Passage to read:
++++++++

Lugz is a boot and athletic brand by family-owned Jack Schwartz Shoe Company Inc., (JSSI). The brand was established in October 1993, and was aimed toward the urban fashion consumer. Lugz is sold in major retailers worldwide and offered in men's, women's and kid's styles in 93 countries.

History 

With the launch of its first boot line, Lugz gained admiration from notable people in the music and entertainment worlds, leading to many unique collaborations. One collaboration led Lugz to its first ever celebrity-endorsed, "Funk Master Flex" urban driving shoe. Then, a collaborative line with hip-hop artist, Bryan "Baby" Williams, aka "Birdman" soon followed,  in addition to other endorsers including, Snoop Dogg, Orange County Choppers, and athletes from UFC and MMA.

The popularity of the brand began to grow as radio personality Howard Stern began promoting the brand on his show.  Lugz was also appearing in music videos for artists such as B.I.G. (Biggie Smalls) and Dr. Dre; Will Smith, Jamie Foxx, NBA Basketball Players, NFL Football Players, and MLB Baseball Players were all supporting the brand by adding them to their street style. In February 2000, Lugz launched their first interactive website where consumers could finally purchase shoes online at Lugz.com.

++++++++

Data provided:
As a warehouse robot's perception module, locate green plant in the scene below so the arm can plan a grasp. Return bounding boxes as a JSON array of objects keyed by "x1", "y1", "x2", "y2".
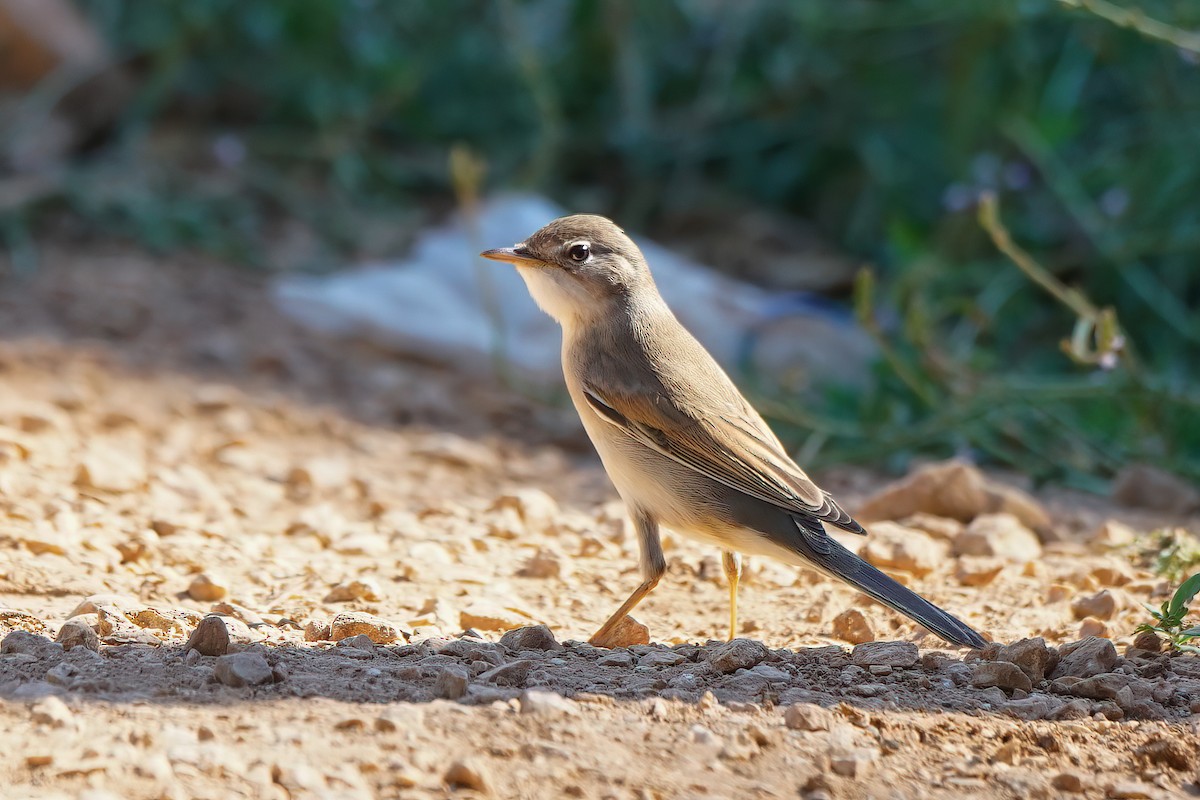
[{"x1": 1136, "y1": 572, "x2": 1200, "y2": 652}]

++++++++

Requirement 1: In the Lugz brand history, which people or groups are named as supporting the brand by adding the shoes to their street style? List all of them.
Requirement 2: Carry on the Lugz brand history from its last sentence.
The data has no connection to the text about the Lugz brand.

Written response 1: Will Smith, Jamie Foxx, NBA basketball players, NFL football players, and MLB baseball players.

Written response 2:
In 2006, Orange County Choppers, signed on to endorse Lugz which seemed to be a good fit as they were already fans of the shoes. With its aggressive "built for the streets reputation", Lugz collaborated with Paul Teutul Jr. to design a signature Lugz shoe, "The Torx." Also that same year OCC and Lugz collaborated on a custom Lugz chopper. In 2009, the chopper was presented to the Bluff Poker Player of The Year.

In the fall of 2008 Lugz entered the Mixed Martial Arts scene signing its first two MMA fighters, Lyoto Machida and Houston Alexander, as endorsers. Machida captured the title of UFC Light Heavyweight Champion as he represented Lugz.  With MMA becoming a fast growing sport/entertainment platform with an increasingly growing fan base, Lugz later signed Quinton "Rampage" Jackson. In 2010, Cain Velasquez became the newest endorser of Lugz. Immediately after signing Cain, he fought to become UFC World Heavyweight Champion, and was the reigning champ in 2013.

In 2014, Lugz celebrated their 10th anniversary of Birdman's signature Lugz by releasing a new Birdman shoe in low and mid-top styles.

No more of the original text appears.